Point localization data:

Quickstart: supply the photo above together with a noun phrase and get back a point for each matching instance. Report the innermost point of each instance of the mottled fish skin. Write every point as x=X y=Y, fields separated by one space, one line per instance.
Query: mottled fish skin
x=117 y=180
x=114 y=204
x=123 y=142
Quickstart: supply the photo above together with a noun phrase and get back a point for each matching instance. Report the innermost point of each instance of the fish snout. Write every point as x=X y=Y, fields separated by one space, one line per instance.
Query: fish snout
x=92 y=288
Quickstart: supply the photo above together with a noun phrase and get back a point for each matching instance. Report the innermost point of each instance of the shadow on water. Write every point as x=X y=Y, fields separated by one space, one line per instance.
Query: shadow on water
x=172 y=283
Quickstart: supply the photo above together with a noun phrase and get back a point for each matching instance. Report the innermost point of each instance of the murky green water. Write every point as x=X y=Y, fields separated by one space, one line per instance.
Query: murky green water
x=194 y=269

WORK TO BE COMPLETED: Extract every record. Keep wording exact.

ANSWER TO THE EXERCISE:
Quickstart: supply the photo above together with a noun phrase and get back a point for each matching instance. Report the innermost point of each instance of the mottled fish skin. Write every point as x=X y=Y, fields separated by one space, one line per instance.
Query: mottled fish skin
x=117 y=180
x=114 y=204
x=123 y=142
Quickstart: supply the photo above together with a noun phrase and get back a point for each matching instance. Report the innermost point of each instance of the fish snout. Write every point as x=X y=Y, fields separated by one space, one line per instance.
Query: fish snout
x=92 y=288
Quickstart: supply the photo above together with a noun phrase and get back a point for each matching instance. Report the innermost point of each instance of the shadow on water. Write every point as x=X y=Y, fields separated by one space, one line per instance.
Query: shadow on water
x=172 y=283
Quickstart: supply the photo above together with a noun phrase and get back a point for each matching instance. Report the innermost point of each instance of the murky green water. Write every point as x=X y=Y, fields separated by one space, one line per instance.
Query: murky green water
x=194 y=269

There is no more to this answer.